Work instructions: Retype all of the data word for word, without pictures.

[Provided records — start]

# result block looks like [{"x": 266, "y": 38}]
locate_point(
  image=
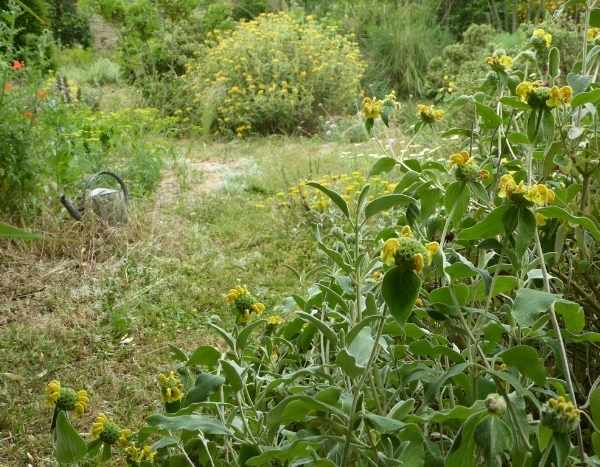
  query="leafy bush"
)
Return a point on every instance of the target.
[
  {"x": 312, "y": 70},
  {"x": 69, "y": 27}
]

[Provided records — finish]

Solution to this exercise:
# result block looks like [{"x": 266, "y": 38}]
locate_point(
  image=
  query="leafy bush"
)
Return a point on every instance of the target.
[
  {"x": 312, "y": 70},
  {"x": 69, "y": 27}
]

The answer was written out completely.